:: Document extract

The first variation of area is given by

$$\begin{aligned} \frac{d}{dt}|\Sigma _t|\Big |_{t=0}=-\int _{\Sigma }H\phi d\sigma +\int _{\partial \Sigma }\phi g(N, \nu )ds, \end{aligned}$$
(2.3)

where \(H = tr A\) is the mean curvature of \(\Sigma \) in M. From (2.3), it follows that \(\Sigma \) is a critical point for the area functional if and only if \(\Sigma \) is minimal with free boundary. For more details see [2].

If \(\Sigma \) is minimal with free boundary, then the second variation of area is given by

$$\begin{aligned} \frac{d^2}{dt^2}|\Sigma _t|\Big |_{t=0}=-\int _{\Sigma }\phi L_{\Sigma }\phi d\sigma +\int _{\partial \Sigma }\Big (\frac{\partial \phi }{\partial \nu }-\Pi (N,N)\phi \Big )\phi ds. \end{aligned}$$
(2.4)

Alternatively, in terms of the quadratic form this can be written

$$\begin{aligned} \frac{d^2}{dt^2}|\Sigma _t|\Big |_{t=0}= \mathcal {Q}(\phi ,\phi ), \end{aligned}$$

where the quadratic form \(\mathcal {Q}:C^{\infty }(\Sigma )\times C^{\infty }(\Sigma )\rightarrow \mathbb {R}\) is called the index form of \(\Sigma \) given by

$$\begin{aligned} \mathcal {Q}(\phi ,\psi )= & {} -\int _{\Sigma }\phi (\Delta _{\Sigma }\psi +(Ric(N,N)+|A|^2)\psi ) d\sigma \nonumber \\{} & {} +\int _{\partial \Sigma }\phi \Big (\frac{\partial \psi }{\partial \nu }-\Pi (N,N)\psi \Big ) ds. \end{aligned}$$
(2.5)

::::

=== Exercise instructions ===
Answer these about the passage on variations of area:
1. What does H stand for?
2. Under what condition is Σ a critical point for the area functional?
3. What is the quadratic form Q called?

:: Recorded information

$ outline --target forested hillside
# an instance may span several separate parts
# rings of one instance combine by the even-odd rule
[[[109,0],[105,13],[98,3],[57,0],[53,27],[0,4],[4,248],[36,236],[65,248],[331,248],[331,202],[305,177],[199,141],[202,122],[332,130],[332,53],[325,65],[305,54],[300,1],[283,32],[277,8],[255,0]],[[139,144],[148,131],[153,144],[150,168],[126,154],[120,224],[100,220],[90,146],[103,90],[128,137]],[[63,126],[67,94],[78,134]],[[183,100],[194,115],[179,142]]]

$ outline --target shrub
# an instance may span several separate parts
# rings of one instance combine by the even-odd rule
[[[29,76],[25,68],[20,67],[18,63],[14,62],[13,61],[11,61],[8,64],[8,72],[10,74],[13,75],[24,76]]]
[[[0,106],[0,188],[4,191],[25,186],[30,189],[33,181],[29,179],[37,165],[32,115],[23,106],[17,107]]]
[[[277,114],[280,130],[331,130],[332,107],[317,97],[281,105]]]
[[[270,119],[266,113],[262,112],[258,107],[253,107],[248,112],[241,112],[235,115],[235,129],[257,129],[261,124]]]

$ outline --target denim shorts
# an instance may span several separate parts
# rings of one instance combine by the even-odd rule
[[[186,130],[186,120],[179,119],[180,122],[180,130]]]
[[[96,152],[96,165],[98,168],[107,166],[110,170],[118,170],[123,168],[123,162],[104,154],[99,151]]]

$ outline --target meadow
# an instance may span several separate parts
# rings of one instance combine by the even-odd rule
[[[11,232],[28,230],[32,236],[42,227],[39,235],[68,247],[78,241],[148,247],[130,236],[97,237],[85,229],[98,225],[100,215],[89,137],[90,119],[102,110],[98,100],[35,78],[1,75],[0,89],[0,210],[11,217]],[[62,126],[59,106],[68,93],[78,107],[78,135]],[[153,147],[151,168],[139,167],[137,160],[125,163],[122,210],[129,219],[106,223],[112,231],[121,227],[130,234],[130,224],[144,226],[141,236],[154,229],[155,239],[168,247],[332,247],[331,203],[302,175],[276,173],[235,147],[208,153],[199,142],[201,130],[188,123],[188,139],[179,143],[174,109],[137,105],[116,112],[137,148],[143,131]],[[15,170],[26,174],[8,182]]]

::::

=== Answer to the exercise ===
1. H = tr A, the mean curvature of Σ in M.
2. If and only if Σ is minimal with free boundary.
3. The index form of Σ.